* **Brano proposto**
::::::

La bellezza della nostra costituzione

Nella festa della Repubblica Marta Cartabia, Presidente della Corte Costituzionale, dalle colonne del “Corriere della Sera”(del 1 giugno) ci invita a riflettere sul significato della parola “Repubblica”,ricordandoci che essa rappresenta un corpo unico, indivisibile necessario per rimuovere tutti gli ostacoli che non rendono possibile la realizzazione del progetto di un’eguaglianza sostanziale come vuole l’art.3.
Oggi la contrapposizione tra partiti è veramente tragica,la corsa alla demagogia ed allo sfruttamento delle disgrazie del popolo sovrano non conosce pudore.
Ma si dimentica lo spirito con il quale fu varata la “Carta Fondamentale”.
I deputati dell’Assemblea Costituente  capirono profondamente che il metodo da utilizzare per redigere la Carta Costituzionale fosse quello dello spirito condiviso; si disse che la mattina si litigava per gli affari correnti, mentre di sera ci si concentrava, al caminetto, per redigere le regole che sarebbero valse per il futuro. 
Il grande miracolo che aveva assistito i padri costituenti fu proprio questo: la Carta che ne nacque fu un prezioso compromesso fra le tre fondamentali culture del XIX secolo, quella socialista, la cattolica e la liberale.
Benedetto Croce invocò lo Spirito Santo, affinché potesse assistere i redattori della Carta.
I contrasti ci furono eccome, ma mai logiche prevaricatrici: si pensi al serrato dibattito fra i sostenitori del regime parlamentare e  di quello presidenzialista, alla stessa necessità, di recepire i patti lateranensi che regolamentarono il concordato fra Stato e Chiesa.
Come ha ricordato il compianto Stefano Rodotà non si sarebbe mai sognato il Presidente del Consiglio De Gasperi di discettare di questioni costituzionali dal banco del governo.
Citando Piero Calamandrei Rodotà infatti ricordava che solo in una occasione De Gasperi parlò della Costituzione e lo fece dai banchi del Parlamento, non da quelli del Governo, che dovevano essere vuoti:
Quando si discute di Costituzione e di diritti fondamentali, sostanzialmente dell’assetto istituzionale del Paese, si dovrebbe rispettare una regola non scritta: quella dell’adeguatezza.
E’ qualcosa che riguarda anche l’atteggiamento del governo. Se si cita Calamandrei, allora bisognerebbe ricordare quella sua frase sui banchi vuoti del governo, quando si discute di Costituzione: il governo non dovrebbe essere parte dell’indirizzo politico. Si dovrebbe invece cercare un terreno comune, perché la Costituzione rimane ed è la regola per tutti. Il governo dovrebbe tenere un atteggiamento tale da non condizionare le scelte”
(Intervista a Rodotà a cura di Angela Mauro  Huffington Post).

::::::

* **Estratti di dati di puntamento**
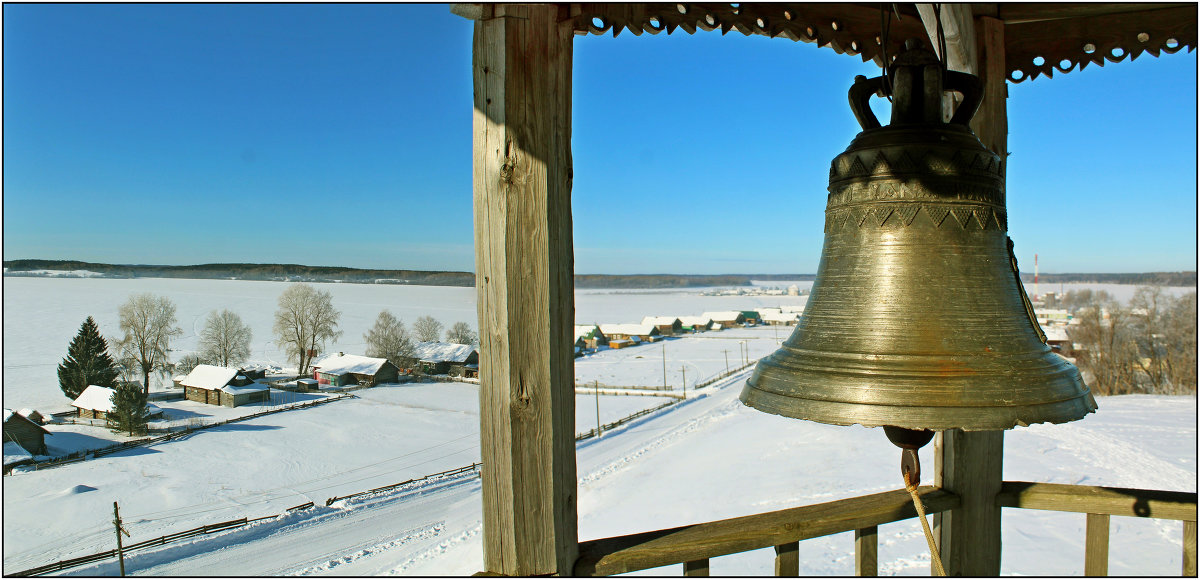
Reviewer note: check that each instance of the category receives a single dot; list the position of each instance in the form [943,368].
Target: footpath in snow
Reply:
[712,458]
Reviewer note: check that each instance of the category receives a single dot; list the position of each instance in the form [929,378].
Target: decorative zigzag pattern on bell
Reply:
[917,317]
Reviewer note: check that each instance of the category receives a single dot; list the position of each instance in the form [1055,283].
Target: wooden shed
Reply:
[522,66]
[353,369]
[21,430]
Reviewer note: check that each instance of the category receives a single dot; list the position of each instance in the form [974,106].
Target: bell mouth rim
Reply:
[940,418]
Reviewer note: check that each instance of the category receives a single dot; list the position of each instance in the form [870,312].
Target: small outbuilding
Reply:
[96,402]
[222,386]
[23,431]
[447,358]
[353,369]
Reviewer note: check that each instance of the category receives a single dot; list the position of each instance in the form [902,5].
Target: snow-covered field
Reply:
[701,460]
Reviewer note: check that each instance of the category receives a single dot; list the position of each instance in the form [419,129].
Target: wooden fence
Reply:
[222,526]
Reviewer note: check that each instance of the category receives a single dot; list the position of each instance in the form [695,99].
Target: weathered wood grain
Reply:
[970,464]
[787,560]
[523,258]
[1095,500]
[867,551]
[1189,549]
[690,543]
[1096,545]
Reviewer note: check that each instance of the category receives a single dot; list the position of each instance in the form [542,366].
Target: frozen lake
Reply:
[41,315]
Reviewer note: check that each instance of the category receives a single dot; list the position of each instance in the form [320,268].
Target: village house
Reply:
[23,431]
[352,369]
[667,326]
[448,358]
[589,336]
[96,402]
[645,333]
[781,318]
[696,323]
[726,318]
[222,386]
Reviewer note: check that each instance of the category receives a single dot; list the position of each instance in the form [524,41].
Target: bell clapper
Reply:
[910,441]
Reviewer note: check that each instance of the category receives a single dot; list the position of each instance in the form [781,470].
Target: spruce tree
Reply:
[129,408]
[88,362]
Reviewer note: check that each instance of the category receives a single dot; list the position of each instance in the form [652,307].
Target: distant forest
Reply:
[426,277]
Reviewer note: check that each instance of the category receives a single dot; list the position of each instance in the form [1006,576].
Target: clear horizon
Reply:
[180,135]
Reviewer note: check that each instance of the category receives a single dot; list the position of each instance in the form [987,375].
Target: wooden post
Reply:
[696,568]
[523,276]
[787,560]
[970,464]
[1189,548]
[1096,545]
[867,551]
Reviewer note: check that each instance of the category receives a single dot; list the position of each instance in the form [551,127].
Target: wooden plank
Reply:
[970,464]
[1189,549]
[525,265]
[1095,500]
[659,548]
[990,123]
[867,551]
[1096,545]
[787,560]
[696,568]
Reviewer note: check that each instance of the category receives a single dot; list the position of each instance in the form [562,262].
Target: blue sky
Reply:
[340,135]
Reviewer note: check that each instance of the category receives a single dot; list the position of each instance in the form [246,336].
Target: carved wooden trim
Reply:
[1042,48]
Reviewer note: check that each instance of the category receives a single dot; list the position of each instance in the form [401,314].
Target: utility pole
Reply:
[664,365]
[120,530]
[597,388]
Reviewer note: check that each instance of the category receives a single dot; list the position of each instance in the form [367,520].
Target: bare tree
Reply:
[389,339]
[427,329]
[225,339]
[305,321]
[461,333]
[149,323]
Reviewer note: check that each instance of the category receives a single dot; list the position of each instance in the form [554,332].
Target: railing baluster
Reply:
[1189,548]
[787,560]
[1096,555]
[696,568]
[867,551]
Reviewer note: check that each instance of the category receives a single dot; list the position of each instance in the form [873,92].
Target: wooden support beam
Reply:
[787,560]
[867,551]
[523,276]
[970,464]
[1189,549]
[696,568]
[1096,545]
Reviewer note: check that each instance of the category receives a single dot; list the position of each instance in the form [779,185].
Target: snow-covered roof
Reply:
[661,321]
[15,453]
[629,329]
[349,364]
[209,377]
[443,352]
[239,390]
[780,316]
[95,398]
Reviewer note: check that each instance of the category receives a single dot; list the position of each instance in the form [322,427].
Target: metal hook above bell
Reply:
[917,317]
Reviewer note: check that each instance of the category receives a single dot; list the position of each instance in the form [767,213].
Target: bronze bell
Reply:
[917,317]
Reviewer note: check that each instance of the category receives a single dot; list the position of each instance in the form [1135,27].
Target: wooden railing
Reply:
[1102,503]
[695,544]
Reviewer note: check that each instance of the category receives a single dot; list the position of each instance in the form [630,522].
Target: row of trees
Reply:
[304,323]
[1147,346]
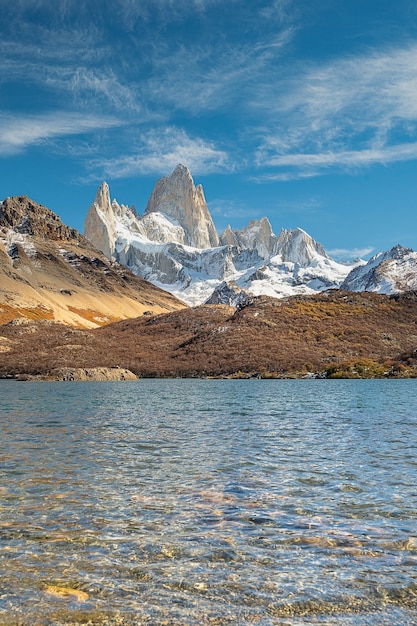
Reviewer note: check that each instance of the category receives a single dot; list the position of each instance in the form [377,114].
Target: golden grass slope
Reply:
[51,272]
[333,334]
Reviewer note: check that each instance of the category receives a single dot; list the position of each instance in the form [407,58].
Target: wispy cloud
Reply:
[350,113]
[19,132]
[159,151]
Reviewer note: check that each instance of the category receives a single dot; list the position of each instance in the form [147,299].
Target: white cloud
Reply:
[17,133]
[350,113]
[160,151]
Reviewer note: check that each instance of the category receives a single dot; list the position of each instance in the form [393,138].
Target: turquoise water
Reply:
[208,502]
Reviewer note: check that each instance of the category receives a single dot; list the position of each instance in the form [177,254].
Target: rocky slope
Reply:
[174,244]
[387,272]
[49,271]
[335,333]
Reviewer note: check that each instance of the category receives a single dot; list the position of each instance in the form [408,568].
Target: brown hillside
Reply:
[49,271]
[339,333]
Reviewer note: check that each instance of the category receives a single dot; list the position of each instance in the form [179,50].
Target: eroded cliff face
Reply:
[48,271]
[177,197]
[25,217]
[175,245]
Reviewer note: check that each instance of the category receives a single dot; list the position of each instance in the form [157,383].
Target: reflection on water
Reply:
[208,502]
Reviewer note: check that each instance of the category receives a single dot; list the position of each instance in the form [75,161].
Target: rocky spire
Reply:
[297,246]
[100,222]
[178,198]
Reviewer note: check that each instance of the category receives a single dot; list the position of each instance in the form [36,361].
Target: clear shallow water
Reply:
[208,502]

::::::

* **Compiti dell'esercizio**
(a) Riscrivi il brano sulla Costituzione per tutto il tratto che va da "Il grande miracolo che aveva" fino a "Stato e Chiesa.", cambiando "compromesso" in "accordo".
(b) Elenca tutte le persone nominate nel brano sulla Costituzione.
(c) Riprendi il brano sulla Costituzione e proseguilo dal punto in cui si interrompe.

* **Risultati dei compiti**
(a)
Il grande miracolo che aveva assistito i padri costituenti fu proprio questo: la Carta che ne nacque fu un prezioso accordo fra le tre fondamentali culture del XIX secolo, quella socialista, la cattolica e la liberale.
Benedetto Croce invocò lo Spirito Santo, affinché potesse assistere i redattori della Carta.
I contrasti ci furono eccome, ma mai logiche prevaricatrici: si pensi al serrato dibattito fra i sostenitori del regime parlamentare e  di quello presidenzialista, alla stessa necessità, di recepire i patti lateranensi che regolamentarono il concordato fra Stato e Chiesa.

(b)
Marta Cartabia
Benedetto Croce
Stefano Rodotà
De Gasperi
Piero Calamandrei
Angela Mauro

(c)
Nonostante che De Gasperi avesse cacciato le sinistre dal Governo nel maggio 1947( il partito comunista e quello socialista nella crisi del suo terzo governo),non vi fu nessun contraccolpo durante i lavori della Costituente; la magia che pervase quei deputati era proprio quella di sentirsi come investiti dalla missione di redigere tavole di norme valevoli per la Repubblica del futuro, senza farsi condizionare dalle scelte politiche del momento e senza colorare di altri contenuti il dibattito in corso.
Scrive nel suo bellissimo libro Gianni Corbi
– L’avventurosa nascita della Repubblica- Gli anni della Costituente da Parri al Patto Atlantico Rizzoli 1989
pag.152 e seguenti-:
 “Vista con gli occhi di oggi e tenendo conto della situazione generale dell’epoca, ci appare come un prodigio. Il 20 dicembre del 1947 tutto finalmente è pronto per il varo della Costituzione. Per arrivare in porto sono state necessarie 170 sedute, 1090 interventi da parte di 275 oratori, 44 appelli nominali,109 scrutini segreti, 1663 emendamenti presentati al progetto di Costituzione.
Meuccio Ruini, il gran coordinatore della commissione per la Costituzione, presenta al presidente dell’Assemblea, Umberto Terracini, “il testo coordinato”, preparato da un apposito comitato dei 18 che ha compiuto un lavoro minutissimo, d’intarsio e di intaglio, per cui i futuri ricercatori dei precedenti parlamentari si potranno meravigliare del punto a cui si è giunti per il formalismo e la pesatura degli articoli, parola per parola sul bilancino dell’orafo.
Per rendere più fluido e linguisticamente corretto il testo fu istituito un comitato di esperti : ne fanno parte il grande latinista Concetto Marchesi, un famoso scrittore Antonio Baldini ed un insigne critico letterario Pietro Pancrazi.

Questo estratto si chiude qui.